_Texte fourni_
================

Je pense que, pour nous en tout cas, il n'y a aucun danger qu'il y ait un repli sur soi, au contraire. Et si vous saviez le nombre de téléphones qu'on a de gens qui veulent organiser des échanges, organiser des visites, organiser des rencontres avec les Montagnais, c'est surprenant. Moi, chaque matin, j'ai trois ou quatre téléphones, entre autres de jeunes qui viennent de partout. J'ai même des gens qui m'appellent de l'Afrique du Sud pour venir ici pour nous rencontrer. Je pense qu'il n'y a pas beaucoup de chances qu'il y ait un repli sur soi. Au contraire, on est très ouverts et on essaie le plus possible de donner à l'ensemble du Québec et aux autres aussi ce qui nous particularise comme nation.

Mme Robertson: Si vous me permettez, juste pour conclure, et dans le même sens qu'Hélène, on ne veut donc pas développer notre culture en vase clos. On veut gérer notre développement culturel pour nous permettre d'être sur la scène

avec tous les Québécois.

================

_Extraits des données_
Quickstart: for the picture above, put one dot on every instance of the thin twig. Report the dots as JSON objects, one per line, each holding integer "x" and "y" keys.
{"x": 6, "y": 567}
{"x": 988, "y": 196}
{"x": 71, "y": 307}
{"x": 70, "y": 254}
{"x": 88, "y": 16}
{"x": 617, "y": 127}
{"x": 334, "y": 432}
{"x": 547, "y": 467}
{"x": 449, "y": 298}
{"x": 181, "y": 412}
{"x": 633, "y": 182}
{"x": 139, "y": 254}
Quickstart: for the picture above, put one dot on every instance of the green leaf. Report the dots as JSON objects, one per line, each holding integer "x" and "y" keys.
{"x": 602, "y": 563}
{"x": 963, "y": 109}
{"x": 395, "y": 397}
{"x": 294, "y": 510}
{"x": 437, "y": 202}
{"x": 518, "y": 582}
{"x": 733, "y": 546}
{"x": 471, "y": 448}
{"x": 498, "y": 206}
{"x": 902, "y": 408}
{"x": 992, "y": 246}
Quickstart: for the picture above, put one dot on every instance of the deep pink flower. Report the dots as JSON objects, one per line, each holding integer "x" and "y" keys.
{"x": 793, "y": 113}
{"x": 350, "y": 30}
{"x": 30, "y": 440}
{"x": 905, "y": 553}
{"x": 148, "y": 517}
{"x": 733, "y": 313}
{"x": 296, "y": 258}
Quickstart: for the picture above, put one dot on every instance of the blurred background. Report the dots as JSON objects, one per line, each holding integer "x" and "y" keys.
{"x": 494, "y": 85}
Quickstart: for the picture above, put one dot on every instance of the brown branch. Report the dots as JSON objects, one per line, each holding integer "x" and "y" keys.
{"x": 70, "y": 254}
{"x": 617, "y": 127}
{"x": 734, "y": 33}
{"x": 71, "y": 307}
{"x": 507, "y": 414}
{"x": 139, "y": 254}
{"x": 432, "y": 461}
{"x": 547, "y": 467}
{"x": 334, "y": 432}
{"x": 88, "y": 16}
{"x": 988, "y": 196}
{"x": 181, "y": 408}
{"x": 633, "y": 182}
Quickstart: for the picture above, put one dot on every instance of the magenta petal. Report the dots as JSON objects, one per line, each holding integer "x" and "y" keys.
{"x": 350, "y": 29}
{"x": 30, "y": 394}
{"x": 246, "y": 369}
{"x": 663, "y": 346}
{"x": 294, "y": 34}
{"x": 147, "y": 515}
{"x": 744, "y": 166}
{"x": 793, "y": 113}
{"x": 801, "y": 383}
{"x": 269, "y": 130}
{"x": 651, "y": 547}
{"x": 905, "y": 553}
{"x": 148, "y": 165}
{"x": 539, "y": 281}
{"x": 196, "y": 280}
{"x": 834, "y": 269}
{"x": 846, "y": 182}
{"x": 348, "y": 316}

================

Recopiez mot pour mot, dans le texte sur l'ouverture des Montagnais, tout ce qui va de « Mme Robertson: Si » jusqu'à « tous les Québécois. ».

Mme Robertson: Si vous me permettez, juste pour conclure, et dans le même sens qu'Hélène, on ne veut donc pas développer notre culture en vase clos. On veut gérer notre développement culturel pour nous permettre d'être sur la scène

avec tous les Québécois.